PROVIDED PASSAGE:
----

World-class skier Lindsey Vonn graced the cover of the Feb. 8, 2010, issue of the magazine and, almost immediately thereafter, suffered a leg injury that threatened to knock her out of that year’s Winter Olympics, as Boston.com noted in a chronicle of SI hocus-pocus.

Lee Trevino knows a thing or two about the SI curse as well. A week after the publication featured the then-PGA Tour golfer (now a member of the Champions Tour) as the face of its 1969 U.S. Open preview, the defending champion failed to make the cut.

And of course, any Boston fan can tell you that SI has it in for the Red Sox. A jacked-up Nomar Garciaparra glared out from the cover of the March 5, 2001, edition and five days later team officials announced the All-Star shortstop had a split tendon in his wrist.

----

ACTIONS TO TAKE:
A. Please pull out every line of the records that contains the string "sneaker", matching case exactly.
B. Carry on the passage about the SI cover curse, starting after its last sentence.
The passage about the SI cover curse and the records come from different sources.

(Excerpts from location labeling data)

----

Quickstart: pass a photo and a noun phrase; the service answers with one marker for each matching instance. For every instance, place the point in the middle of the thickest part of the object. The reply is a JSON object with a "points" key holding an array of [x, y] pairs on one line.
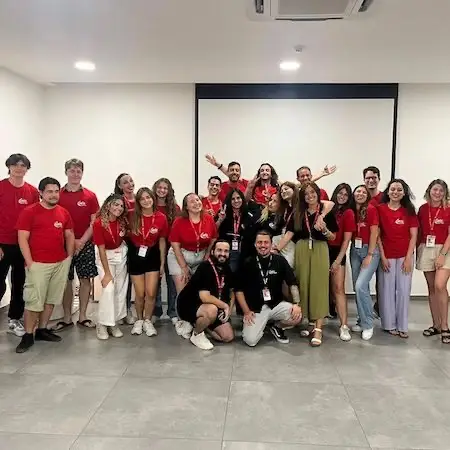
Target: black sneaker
{"points": [[26, 342], [279, 335], [43, 334]]}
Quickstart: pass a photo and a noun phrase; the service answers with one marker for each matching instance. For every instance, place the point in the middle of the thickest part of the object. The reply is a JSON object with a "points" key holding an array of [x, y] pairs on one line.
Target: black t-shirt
{"points": [[204, 279], [250, 280], [303, 233]]}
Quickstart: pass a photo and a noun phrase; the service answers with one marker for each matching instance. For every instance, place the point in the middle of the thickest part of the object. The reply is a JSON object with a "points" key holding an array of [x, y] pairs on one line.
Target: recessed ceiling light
{"points": [[85, 66], [289, 66]]}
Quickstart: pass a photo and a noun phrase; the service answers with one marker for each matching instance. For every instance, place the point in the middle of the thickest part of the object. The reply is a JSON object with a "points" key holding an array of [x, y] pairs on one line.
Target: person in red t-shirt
{"points": [[433, 254], [83, 206], [192, 237], [109, 229], [304, 175], [212, 204], [364, 258], [147, 253], [233, 172], [167, 204], [345, 218], [398, 237], [15, 195], [47, 243]]}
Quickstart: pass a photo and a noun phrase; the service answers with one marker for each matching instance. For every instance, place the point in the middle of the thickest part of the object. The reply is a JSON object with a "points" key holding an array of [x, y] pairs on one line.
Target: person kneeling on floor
{"points": [[259, 292], [207, 300]]}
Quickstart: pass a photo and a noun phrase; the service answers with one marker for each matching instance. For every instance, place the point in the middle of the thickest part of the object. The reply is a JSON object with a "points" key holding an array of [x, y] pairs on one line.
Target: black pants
{"points": [[12, 258]]}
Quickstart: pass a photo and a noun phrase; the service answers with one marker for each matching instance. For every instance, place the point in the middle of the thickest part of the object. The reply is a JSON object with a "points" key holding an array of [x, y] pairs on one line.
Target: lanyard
{"points": [[432, 222], [220, 281], [266, 276]]}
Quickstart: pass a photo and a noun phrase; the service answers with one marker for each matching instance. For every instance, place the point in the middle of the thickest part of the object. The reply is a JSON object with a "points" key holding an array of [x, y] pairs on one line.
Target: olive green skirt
{"points": [[312, 268]]}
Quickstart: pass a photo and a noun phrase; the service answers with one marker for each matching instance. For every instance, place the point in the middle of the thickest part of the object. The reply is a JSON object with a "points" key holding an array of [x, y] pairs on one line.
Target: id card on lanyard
{"points": [[265, 278]]}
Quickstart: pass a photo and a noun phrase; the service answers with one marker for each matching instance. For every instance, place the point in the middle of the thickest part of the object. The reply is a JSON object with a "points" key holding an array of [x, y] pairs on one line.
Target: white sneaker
{"points": [[102, 332], [367, 334], [201, 341], [137, 327], [116, 331], [344, 333], [130, 319], [149, 329], [16, 327]]}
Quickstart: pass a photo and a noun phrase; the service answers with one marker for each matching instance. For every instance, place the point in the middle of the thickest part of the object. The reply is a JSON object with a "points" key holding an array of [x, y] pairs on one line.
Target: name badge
{"points": [[143, 251], [431, 241]]}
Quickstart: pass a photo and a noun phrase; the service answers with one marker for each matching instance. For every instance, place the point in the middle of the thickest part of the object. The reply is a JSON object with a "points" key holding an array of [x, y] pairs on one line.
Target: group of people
{"points": [[273, 251]]}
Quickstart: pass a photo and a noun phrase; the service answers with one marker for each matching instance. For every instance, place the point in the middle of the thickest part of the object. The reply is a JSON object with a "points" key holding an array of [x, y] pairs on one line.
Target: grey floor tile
{"points": [[163, 407], [35, 442], [50, 404], [292, 413], [105, 443], [400, 417], [295, 362]]}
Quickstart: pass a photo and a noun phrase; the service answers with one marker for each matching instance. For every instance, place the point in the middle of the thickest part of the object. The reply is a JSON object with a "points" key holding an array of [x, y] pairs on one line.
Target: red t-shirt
{"points": [[46, 227], [81, 205], [346, 223], [13, 201], [261, 195], [377, 199], [395, 230], [212, 208], [363, 226], [111, 237], [152, 229], [227, 186], [433, 221], [193, 236]]}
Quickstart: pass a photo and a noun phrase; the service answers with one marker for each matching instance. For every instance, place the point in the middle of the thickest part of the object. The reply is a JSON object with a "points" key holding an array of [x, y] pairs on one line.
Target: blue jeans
{"points": [[361, 279]]}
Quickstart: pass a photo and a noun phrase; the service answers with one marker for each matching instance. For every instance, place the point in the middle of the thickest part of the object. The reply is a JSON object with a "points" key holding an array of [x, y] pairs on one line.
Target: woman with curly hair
{"points": [[398, 237], [109, 230], [433, 254]]}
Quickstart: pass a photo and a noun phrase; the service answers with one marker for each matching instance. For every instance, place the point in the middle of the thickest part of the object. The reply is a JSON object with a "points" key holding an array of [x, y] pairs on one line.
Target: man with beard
{"points": [[207, 299]]}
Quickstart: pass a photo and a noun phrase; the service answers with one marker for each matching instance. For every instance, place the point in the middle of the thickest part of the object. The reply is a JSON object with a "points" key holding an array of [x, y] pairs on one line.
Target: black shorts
{"points": [[334, 250], [84, 263], [138, 265]]}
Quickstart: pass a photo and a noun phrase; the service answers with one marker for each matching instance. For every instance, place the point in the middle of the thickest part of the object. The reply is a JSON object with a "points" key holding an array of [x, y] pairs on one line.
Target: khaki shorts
{"points": [[426, 258], [45, 284]]}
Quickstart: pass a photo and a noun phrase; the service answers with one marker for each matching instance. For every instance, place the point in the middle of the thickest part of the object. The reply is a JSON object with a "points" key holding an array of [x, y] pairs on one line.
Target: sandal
{"points": [[62, 326], [316, 342], [445, 336], [432, 331]]}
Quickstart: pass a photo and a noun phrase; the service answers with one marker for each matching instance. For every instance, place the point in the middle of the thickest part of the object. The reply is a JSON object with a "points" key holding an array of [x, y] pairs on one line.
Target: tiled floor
{"points": [[162, 393]]}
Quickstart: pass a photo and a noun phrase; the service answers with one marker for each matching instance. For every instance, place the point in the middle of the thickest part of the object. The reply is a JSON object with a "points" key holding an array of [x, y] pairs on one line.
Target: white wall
{"points": [[146, 130]]}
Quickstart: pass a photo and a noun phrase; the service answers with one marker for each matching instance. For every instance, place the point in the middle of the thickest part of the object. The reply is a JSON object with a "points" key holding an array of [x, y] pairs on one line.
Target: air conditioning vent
{"points": [[305, 10]]}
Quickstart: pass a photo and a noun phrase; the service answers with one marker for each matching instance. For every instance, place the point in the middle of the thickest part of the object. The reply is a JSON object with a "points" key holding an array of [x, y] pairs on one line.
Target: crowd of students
{"points": [[273, 251]]}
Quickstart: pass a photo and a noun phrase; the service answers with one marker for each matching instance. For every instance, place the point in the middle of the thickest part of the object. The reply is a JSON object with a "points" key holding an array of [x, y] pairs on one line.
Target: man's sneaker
{"points": [[137, 327], [279, 335], [201, 341], [43, 334], [115, 331], [16, 327], [26, 342], [149, 329], [367, 334], [102, 332], [344, 333]]}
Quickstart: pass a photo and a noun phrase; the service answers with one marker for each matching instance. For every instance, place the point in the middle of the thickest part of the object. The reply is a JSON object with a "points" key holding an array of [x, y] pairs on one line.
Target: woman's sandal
{"points": [[445, 336], [316, 342], [432, 331]]}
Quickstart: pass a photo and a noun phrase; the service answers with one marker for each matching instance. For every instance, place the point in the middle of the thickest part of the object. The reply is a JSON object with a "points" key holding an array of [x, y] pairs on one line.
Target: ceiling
{"points": [[178, 41]]}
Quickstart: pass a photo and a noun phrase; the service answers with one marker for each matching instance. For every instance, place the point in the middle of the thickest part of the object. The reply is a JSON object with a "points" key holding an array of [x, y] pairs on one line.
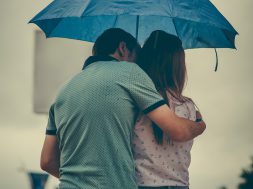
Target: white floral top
{"points": [[166, 164]]}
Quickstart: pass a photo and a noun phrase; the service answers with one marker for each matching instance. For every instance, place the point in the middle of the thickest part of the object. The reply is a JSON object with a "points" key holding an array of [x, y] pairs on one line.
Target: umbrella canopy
{"points": [[196, 22]]}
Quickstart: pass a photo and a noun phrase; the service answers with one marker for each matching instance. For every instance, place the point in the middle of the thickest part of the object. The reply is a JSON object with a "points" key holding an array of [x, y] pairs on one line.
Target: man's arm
{"points": [[179, 129], [50, 156]]}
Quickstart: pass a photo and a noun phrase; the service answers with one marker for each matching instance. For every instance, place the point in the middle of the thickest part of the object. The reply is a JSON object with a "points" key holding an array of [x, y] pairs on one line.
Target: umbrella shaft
{"points": [[137, 27]]}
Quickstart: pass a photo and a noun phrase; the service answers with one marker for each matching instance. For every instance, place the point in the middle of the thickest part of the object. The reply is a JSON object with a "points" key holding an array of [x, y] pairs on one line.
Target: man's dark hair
{"points": [[109, 41]]}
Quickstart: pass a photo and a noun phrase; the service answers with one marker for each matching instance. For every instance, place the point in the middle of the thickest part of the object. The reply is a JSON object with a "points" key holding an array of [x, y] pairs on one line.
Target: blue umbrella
{"points": [[196, 22]]}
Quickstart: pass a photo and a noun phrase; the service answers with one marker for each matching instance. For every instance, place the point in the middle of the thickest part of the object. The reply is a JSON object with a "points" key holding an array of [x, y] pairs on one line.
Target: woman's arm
{"points": [[50, 156], [179, 129]]}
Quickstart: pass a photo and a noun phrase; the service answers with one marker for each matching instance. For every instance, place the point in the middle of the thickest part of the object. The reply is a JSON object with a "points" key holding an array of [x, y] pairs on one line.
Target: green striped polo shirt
{"points": [[93, 117]]}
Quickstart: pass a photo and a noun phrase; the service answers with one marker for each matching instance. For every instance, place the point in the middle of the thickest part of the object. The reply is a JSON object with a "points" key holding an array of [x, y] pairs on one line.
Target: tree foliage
{"points": [[247, 176]]}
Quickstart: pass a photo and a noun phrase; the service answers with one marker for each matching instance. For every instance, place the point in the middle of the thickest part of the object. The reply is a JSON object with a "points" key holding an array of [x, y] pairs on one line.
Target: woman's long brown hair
{"points": [[162, 58]]}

----

TASK-BY-TASK RESULTS:
A.
Target: black sneaker
Target: white sneaker
Target: man's sneaker

B.
SI’s 2000 baseball preview issue starred first-ballot Hall of Fame pitcher Pedro Martinez along with the headline, “Why the Red Sox Will Win The World Series.” Well, they did reverse the Curse of the Bambino -- but not for four more years. (For anyone who doubts the existence of the SI jinx, the hated Yankees won the 2000 championship, leaving Martinez to rue his turn on the SI cover).

SI, by the way, undertook an investigation back in 2002 about whether there was anything to the hex. Of the 2,456 covers published between 1954 and Jan. 15, 2002, SI found “a demonstrable misfortune or decline in performance following a cover appearance roughly 37.2 percent of the time.”

Perhaps of interest to Woods, who pal Notah Begay says in the SI article due out next week wants to win 20 majors, a sports psychologist posited that golfers and tennis players were more likely to suffer from any such evil eye than athletes who did not rely on fine-motor skills.

“Golfers were ‘jinxed’ almost 70 percent of the time and tennis players after more than 50 percent of their appearances, while boxers suffered barely 16 percent of the time,” concluded SI’s Alexander Wolff.

SI has featured Woods several times on its cover in the past, often after winning one of his 14 majors. If one “kiss of death” issue stands out, though, it would be the one from March 2, 2009, that highlights “The Return of Tiger.” We all know how that turned out.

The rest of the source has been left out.